Genetic Sequencing of Wastewater: Prevalence to Relative Abundance

Back in September I wrote:

In thinking about how you might identify future pandemics by sequencing wastewater, you might have a goal of raising an alert before some fraction of people were currently infected. What you’re actually able to observe, however, are sequencing reads, several steps removed from infection rates. Can we use covid data to estimate how the fraction of people currently infected with some pathogen might translate into the fraction of wastewater sequencing reads that match the pathogen?

In that post I looked at a single pathogen (SARS-CoV-2) in a single metagenomic sequencing dataset (Rothman et al 2021) and got a very rough point estimate (2.3e-8 relative abundance at 0.1% prevalence). What fraction of sequencing reads might come from a novel pathogen at some level of prevalence continues to be a key question, however, and this quarter I’m working with several other people at the NAO in trying to get a better understanding here.

Specifically, we’d like to understand how relative abundance (fraction of sequencing reads matching an organism) varies with of prevalence (what fraction of people are currently infected) and organism (ex: since we’re sampling wastewater you’d expect disproportionately more gastrointestinal than blood pathogens).

Here’s the current plan:

Gather wastewater metagenomic sequencing data, mostly by looking at papers that published it in the Sequencing Read Archive. I’d love it if we could also include our own data here, but we aren’t far enough along to have much yet.
Process the sequencing data (code) to clean it (remove adapters, trim low-quality bases, collapse paired-end reads) and identify the reads (assign them to taxonomic nodes).
Gather corresponding estimates for the prevalence of various human viruses in the populations contributing to the metagenomic data. (code)
Build and fit a model for relative abundance as a function of prevalence, sequencing method, and the type of organism.

Overall, this would be a big step forwards towards estimating the feasibility of this kind of detection: cost should be inversely proportional to relative abundance.

We’re reasonably far along on (1) and (2), and if you’re curious you can poke around. That shows the counts for human-infecting viruses across samples. It’s rough (ex: we’re not doing any correction for PCR duplication yet) so don’t take it too seriously and let us know if you see something suspicious. On (3) and (4) things are much earlier: we currently have prevalence estimates for five viruses and I’d like to get at least ten times this many.

### Input data:
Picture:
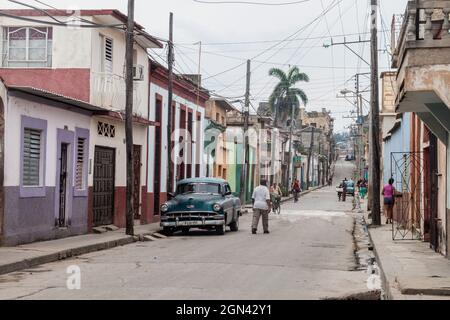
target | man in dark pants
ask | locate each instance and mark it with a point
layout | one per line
(261, 206)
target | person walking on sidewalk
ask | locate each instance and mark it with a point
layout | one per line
(389, 193)
(296, 189)
(261, 206)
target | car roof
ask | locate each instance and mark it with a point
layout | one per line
(202, 180)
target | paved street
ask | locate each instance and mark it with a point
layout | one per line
(308, 255)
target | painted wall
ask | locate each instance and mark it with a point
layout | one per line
(33, 219)
(179, 101)
(399, 142)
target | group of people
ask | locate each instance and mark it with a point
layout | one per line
(265, 199)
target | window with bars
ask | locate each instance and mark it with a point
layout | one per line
(107, 54)
(31, 158)
(79, 170)
(27, 47)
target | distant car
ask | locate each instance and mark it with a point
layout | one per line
(205, 203)
(350, 188)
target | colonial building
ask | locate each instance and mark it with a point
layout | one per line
(187, 140)
(422, 57)
(83, 65)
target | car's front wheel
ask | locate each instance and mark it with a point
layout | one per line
(168, 231)
(220, 230)
(234, 226)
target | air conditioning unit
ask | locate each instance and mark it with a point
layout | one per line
(138, 73)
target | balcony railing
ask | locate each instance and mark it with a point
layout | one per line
(425, 24)
(108, 91)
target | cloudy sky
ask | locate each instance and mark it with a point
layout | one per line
(270, 35)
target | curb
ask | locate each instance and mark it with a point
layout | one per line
(69, 253)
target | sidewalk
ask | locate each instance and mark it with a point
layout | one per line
(410, 269)
(30, 255)
(249, 207)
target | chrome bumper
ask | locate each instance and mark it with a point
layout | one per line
(192, 223)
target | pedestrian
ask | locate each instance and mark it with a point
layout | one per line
(296, 189)
(344, 190)
(363, 189)
(261, 206)
(389, 193)
(276, 195)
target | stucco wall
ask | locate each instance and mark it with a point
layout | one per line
(32, 219)
(155, 89)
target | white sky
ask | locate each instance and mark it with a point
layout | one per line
(219, 23)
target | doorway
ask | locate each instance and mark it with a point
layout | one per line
(137, 181)
(157, 152)
(103, 193)
(63, 175)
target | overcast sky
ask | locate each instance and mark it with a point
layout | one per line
(223, 27)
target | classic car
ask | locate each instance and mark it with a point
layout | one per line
(205, 203)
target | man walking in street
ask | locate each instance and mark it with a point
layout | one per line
(261, 206)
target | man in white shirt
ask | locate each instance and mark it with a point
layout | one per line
(261, 206)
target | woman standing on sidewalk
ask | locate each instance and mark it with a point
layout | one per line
(296, 189)
(389, 193)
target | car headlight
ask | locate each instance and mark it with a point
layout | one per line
(164, 208)
(217, 207)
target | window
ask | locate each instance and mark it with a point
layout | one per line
(79, 172)
(106, 130)
(106, 54)
(81, 162)
(27, 47)
(31, 158)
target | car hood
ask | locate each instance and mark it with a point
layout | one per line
(196, 202)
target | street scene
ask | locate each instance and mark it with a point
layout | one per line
(224, 150)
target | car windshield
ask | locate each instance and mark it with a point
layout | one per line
(198, 188)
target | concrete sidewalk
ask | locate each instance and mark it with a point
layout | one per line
(248, 208)
(30, 255)
(410, 269)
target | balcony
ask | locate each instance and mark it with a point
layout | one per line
(421, 53)
(108, 91)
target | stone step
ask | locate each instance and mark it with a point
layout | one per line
(99, 230)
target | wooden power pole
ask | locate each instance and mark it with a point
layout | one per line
(375, 122)
(170, 60)
(308, 168)
(129, 119)
(245, 167)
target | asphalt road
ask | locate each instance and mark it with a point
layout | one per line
(308, 255)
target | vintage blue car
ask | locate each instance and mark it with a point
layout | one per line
(205, 203)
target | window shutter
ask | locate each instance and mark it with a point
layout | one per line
(108, 55)
(31, 157)
(79, 185)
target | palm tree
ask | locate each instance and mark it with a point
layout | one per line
(286, 95)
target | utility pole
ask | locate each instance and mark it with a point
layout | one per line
(129, 119)
(170, 60)
(375, 122)
(308, 169)
(244, 173)
(290, 160)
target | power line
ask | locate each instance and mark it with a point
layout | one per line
(252, 3)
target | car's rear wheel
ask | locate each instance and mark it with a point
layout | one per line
(168, 231)
(234, 226)
(220, 230)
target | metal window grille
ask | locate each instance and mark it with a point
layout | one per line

### Required actions:
1) Write out the stretch of the wastewater sequencing post from "Gather corresponding estimates" through "to relative abundance.".
2) In the wastewater sequencing post, turn the paragraph beginning "We’re reasonably far along" into a short bulleted list that keeps its main facts.
Leave the rows aside; they aren't needed for any of this.

### Answers for the tasks:
1)
Gather corresponding estimates for the prevalence of various human viruses in the populations contributing to the metagenomic data. (code)
Build and fit a model for relative abundance as a function of prevalence, sequencing method, and the type of organism.

Overall, this would be a big step forwards towards estimating the feasibility of this kind of detection: cost should be inversely proportional to relative abundance.

2)
- Steps (1) and (2) are reasonably far along. Readers can poke around the results, which show counts of human-infecting viruses across samples.
- The results are rough. For example, there is no correction for PCR duplication yet. They shouldn't be taken too seriously, and readers should flag anything suspicious.
- Steps (3) and (4) are much earlier. There are prevalence estimates for five viruses so far, and the goal is at least ten times that many.